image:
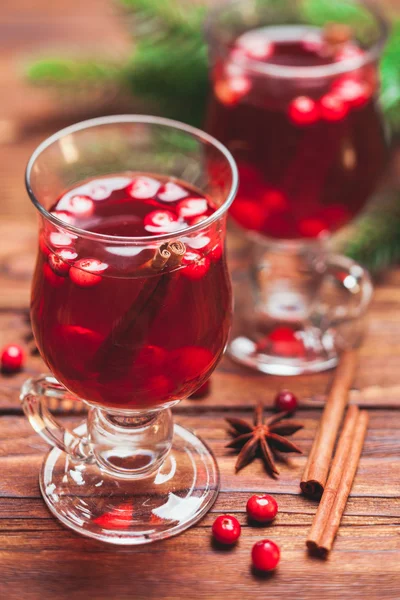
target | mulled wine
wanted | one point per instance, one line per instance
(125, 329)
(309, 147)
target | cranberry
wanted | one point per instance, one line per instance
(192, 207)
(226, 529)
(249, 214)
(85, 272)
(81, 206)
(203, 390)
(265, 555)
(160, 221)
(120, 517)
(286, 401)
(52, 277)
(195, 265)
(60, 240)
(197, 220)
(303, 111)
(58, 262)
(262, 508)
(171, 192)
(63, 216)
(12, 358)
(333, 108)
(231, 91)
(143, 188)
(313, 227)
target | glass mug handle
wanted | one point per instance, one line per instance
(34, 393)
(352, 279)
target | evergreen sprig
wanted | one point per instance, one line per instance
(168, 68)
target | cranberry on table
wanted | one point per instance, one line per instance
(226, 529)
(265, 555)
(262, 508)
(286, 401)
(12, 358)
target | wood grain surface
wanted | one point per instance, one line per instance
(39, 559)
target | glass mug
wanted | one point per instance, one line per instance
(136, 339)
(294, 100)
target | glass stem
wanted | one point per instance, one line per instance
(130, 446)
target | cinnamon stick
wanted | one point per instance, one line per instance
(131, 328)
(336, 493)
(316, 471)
----------
__Do this__.
Turn all the records above into a JSON list of strings, with one string for each line and no blank lines. Leave the pictures out.

__Task response__.
[
  "image:",
  "target | mulled wine",
  "wanted | one point per instance, one line per instance",
  "(125, 329)",
  "(309, 147)",
  "target | cranberry",
  "wanted | one point per instance, one line per instance",
  "(192, 207)",
  "(226, 529)",
  "(249, 214)",
  "(85, 272)",
  "(81, 206)",
  "(203, 390)",
  "(265, 555)",
  "(160, 221)",
  "(120, 517)",
  "(286, 401)",
  "(52, 277)",
  "(195, 265)",
  "(60, 240)",
  "(197, 220)",
  "(303, 111)",
  "(58, 262)",
  "(262, 508)",
  "(171, 192)",
  "(63, 216)",
  "(12, 358)",
  "(333, 108)",
  "(231, 91)",
  "(143, 188)",
  "(313, 227)",
  "target | glass mug handle",
  "wanted | one point per instance, one line per instance",
  "(34, 393)",
  "(352, 279)",
  "target | evergreen sprig",
  "wanted | one point per instance, one line per instance",
  "(168, 68)",
  "target | cranberry on table",
  "wanted | one point per instance, one line per instance",
  "(226, 529)",
  "(265, 555)",
  "(262, 508)",
  "(286, 401)",
  "(12, 358)",
  "target | wood grain surface",
  "wanted | one point per instance, one line per instance",
  "(39, 559)",
  "target | glass mug",
  "wanted | one point per instance, one line per instance",
  "(136, 339)",
  "(294, 100)",
  "target | glass stem",
  "wanted | one point per instance, one line per instance",
  "(130, 446)",
  "target | cinnamon stick",
  "wanted | one point per instance, one line per instance",
  "(131, 328)",
  "(336, 493)",
  "(316, 471)"
]